_TASK STATEMENT_:
Rewrite every line of the records below. Raise each coordinate in the answer points by 97, and keep all other lines unchanged, including the sample point that shows the format.

Recorded data:
--

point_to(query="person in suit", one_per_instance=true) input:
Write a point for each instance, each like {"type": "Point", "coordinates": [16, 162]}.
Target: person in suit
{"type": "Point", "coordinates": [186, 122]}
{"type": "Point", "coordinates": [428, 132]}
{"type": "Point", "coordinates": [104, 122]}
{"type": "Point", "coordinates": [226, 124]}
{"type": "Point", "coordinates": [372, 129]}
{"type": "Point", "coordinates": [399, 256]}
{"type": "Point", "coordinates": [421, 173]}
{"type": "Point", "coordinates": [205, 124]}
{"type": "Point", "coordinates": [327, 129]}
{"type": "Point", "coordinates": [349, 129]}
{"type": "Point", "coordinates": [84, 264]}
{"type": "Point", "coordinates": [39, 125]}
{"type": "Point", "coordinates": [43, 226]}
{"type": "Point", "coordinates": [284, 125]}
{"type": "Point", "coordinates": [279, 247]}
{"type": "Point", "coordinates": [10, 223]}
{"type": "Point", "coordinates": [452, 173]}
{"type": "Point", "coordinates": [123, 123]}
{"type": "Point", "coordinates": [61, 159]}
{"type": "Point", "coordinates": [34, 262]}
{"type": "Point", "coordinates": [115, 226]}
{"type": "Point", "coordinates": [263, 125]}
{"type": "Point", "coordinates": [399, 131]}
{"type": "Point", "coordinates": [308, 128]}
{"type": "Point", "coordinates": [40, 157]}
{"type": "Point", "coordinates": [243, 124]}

--

_SOLUTION BELOW_:
point_to(query="person in suit", one_per_instance=true) input:
Write a point for each instance, each like {"type": "Point", "coordinates": [16, 162]}.
Target: person in suit
{"type": "Point", "coordinates": [283, 219]}
{"type": "Point", "coordinates": [525, 229]}
{"type": "Point", "coordinates": [201, 219]}
{"type": "Point", "coordinates": [323, 221]}
{"type": "Point", "coordinates": [469, 226]}
{"type": "Point", "coordinates": [496, 353]}
{"type": "Point", "coordinates": [518, 270]}
{"type": "Point", "coordinates": [302, 221]}
{"type": "Point", "coordinates": [424, 226]}
{"type": "Point", "coordinates": [446, 226]}
{"type": "Point", "coordinates": [181, 361]}
{"type": "Point", "coordinates": [136, 222]}
{"type": "Point", "coordinates": [140, 323]}
{"type": "Point", "coordinates": [381, 222]}
{"type": "Point", "coordinates": [376, 344]}
{"type": "Point", "coordinates": [107, 320]}
{"type": "Point", "coordinates": [549, 270]}
{"type": "Point", "coordinates": [220, 220]}
{"type": "Point", "coordinates": [158, 256]}
{"type": "Point", "coordinates": [131, 359]}
{"type": "Point", "coordinates": [212, 323]}
{"type": "Point", "coordinates": [360, 222]}
{"type": "Point", "coordinates": [496, 228]}
{"type": "Point", "coordinates": [405, 225]}
{"type": "Point", "coordinates": [137, 254]}
{"type": "Point", "coordinates": [340, 221]}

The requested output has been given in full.